Passage shown ▸
_ _ _ _ _

I have been doing some practice problems for job interviews and I came across a function that I can't wrap my mind on how to tackle it. The idea is to create a function that takes the name of two files, and the allowed buffer size to read from file1 and allowed buffer size for write to file2. if the buffer size is the same, I know how to go trough the question, but I am having problems figuring how to move data between the buffers when the sizes are of different. Part of the constraints is that we have to always fill the write buffer before writing it to file. if file1 is not a multiple of file2, we pad the last buffer transfer with zeros.
// input: name of two files made for copy, and their limited buffer sizes
// output: number of bytes copied
int fileCopy(char* file1,char* file2, int bufferSize1, int bufferSize2){
int bytesTransfered=0;
int bytesMoved=o;
char* buffer1, *buffer2;
FILE *fp1, *fp2;
fp1 = fopen(file1, "r");
if (fp1 == NULL) {
printf ("Not able to open this file");
return -1;
}
fp2 = fopen(file2, "w");
if (fp2 == NULL) {
printf ("Not able to open this file");
fclose(fp1);
return -1;
}
buffer1 = (char*) malloc (sizeof(char)*bufferSize1);
if (buffer1 == NULL) {
printf ("Memory error");
return -1;
}
buffer2 = (char*) malloc (sizeof(char)*bufferSize2);
if (buffer2 == NULL) {
printf ("Memory error");
return -1;
}
bytesMoved=fread(buffer1, sizeof(buffer1),1,fp1);
//TODO: Fill buffer2 with maximum amount, either when buffer1 <= buffer2 or buffer1 > buffer2
//How do I iterate trough file1 and ensuring to always fill buffer 2 before writing?
bytesTransfered+=fwrite(buffer2, sizeof(buffer2),1,fp2);
fclose(fp1);
fclose(fp2);
return bytesTransfered;
}
How should I write the while loop for the buffer transfers before the fwrites?
I am having problems figuring how to move data between the buffers when the sizes are of different
Layout a plan. For "some practice problems for job interviews", a good plan and ability to justify it is important. Coding, although important, is secondary.
given valid: 2 FILE *, 2 buffers and their sizes
while write active && read active
while write buffer not full && reading active
if read buffer empty
read
update read active
append min(read buffer length, write buffer available space) of read to write buffer
if write buffer not empty
pad write buffer
write
update write active
return file status
Now code it. A more robust solution would use a struct to group the FILE*, buffer, size, offset, length, active variables.

_ _ _ _ _

Tasks ▸
[a] Return the passage of the file-copy thread from "given valid: 2" to "length, active variables.", word for word.
[b] Write the next part of the file-copy thread, picking up after its final sentence.

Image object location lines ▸
_ _ _ _ _

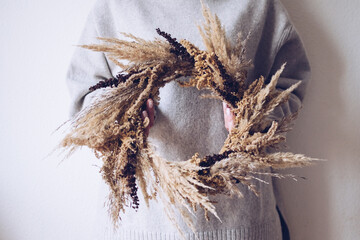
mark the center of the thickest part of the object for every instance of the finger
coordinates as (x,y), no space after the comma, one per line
(228,118)
(145,115)
(150,110)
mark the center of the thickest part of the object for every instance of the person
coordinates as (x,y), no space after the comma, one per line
(185,123)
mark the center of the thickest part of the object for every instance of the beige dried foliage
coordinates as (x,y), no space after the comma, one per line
(113,128)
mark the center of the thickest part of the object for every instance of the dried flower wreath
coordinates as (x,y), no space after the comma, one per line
(112,126)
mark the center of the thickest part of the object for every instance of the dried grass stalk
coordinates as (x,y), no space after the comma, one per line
(113,128)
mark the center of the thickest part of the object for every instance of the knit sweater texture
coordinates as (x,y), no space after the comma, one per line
(186,124)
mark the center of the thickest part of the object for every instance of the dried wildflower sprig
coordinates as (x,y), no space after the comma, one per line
(113,128)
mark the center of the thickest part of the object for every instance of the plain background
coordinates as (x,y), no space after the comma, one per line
(43,199)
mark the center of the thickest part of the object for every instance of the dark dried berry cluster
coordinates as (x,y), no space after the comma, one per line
(111,82)
(177,49)
(208,161)
(129,172)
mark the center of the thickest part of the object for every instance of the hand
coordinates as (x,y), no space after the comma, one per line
(150,113)
(228,117)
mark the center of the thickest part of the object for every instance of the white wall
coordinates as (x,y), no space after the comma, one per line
(40,199)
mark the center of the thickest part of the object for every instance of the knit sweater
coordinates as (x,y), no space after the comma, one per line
(186,124)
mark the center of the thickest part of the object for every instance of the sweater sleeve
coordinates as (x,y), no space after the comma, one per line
(291,52)
(86,68)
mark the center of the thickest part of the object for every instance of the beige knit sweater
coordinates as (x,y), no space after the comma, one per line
(186,124)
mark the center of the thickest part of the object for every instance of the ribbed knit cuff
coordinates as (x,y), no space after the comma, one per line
(264,231)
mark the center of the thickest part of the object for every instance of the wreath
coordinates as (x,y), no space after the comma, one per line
(112,125)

_ _ _ _ _

Answers for the tasks ▸
[a]
given valid: 2 FILE *, 2 buffers and their sizes
while write active && read active
while write buffer not full && reading active
if read buffer empty
read
update read active
append min(read buffer length, write buffer available space) of read to write buffer
if write buffer not empty
pad write buffer
write
update write active
return file status
Now code it. A more robust solution would use a struct to group the FILE*, buffer, size, offset, length, active variables.

[b]
// Return true on problem
static bool rw(FILE *in_s, void *in_buf, size_t in_sz, FILE *out_s,
void *out_buf, size_t out_sz) {
size_t in_offset = 0;
size_t in_length = 0;
bool in_active = true;
size_t out_length = 0;
bool out_active = true;
while (in_active && out_active) {
// While room for more data
while (out_length < out_sz && in_active) {
if (in_length == 0) {
in_offset = 0;
in_length = fread(in_buf, in_sz, 1, in_s);
in_active = in_length > 0;
}
// Append a portion of `in` to `out`
size_t chunk = min(in_length, out_sz - out_length);
memcpy((char*) out_buf + out_length, (char*) in_buf + in_offset, chunk);
out_length += chunk;
in_length -= chunk;
in_offset += chunk;
}
if (out_length > 0) {
// Padding only occurs, maybe, on last write
memset((char*) out_buf + out_length, 0, out_sz - out_length);
out_active = fwrite(out_buf, out_sz, 1, out_s) == out_sz;
out_length = 0;
}
}
return ferror(in_s) || ferror(out_s);
}
Other notes;
Casting malloc() results not needed. #Gerhardh
// buffer1 = (char*) malloc (sizeof(char)*bufferSize1);
buffer1 = malloc (sizeof *buffer1 * bufferSize1);
Use stderr for error messages. #Jonathan Leffler
Open the file in binary.
size_t is more robust for array/buffer sizes than int.
Consider sizeof buffer1 vs. sizeof (buffer1) as parens not needed with sizeof object
while(bytesMoved > 0) {
for(i=0; i<bytesMoved && i<bufferSize2; i++)
buffer2[i]=buffer1[i];
bytesTransfered+=fwrite(buffer2, i,1,fp2);
bytesMoved-=i;
}
If bufferSize1 is smaller than the filesize you need an outer loop.
As the comments to your question have indicated, this solution is not the best way to transfer data from 1 file to another file. However, your case has certain restrictions, which this solution accounts for.
(1) Since you are using a buffer, you do not need to read and write 1 char at a time, but instead you can make as few calls to those functions possible.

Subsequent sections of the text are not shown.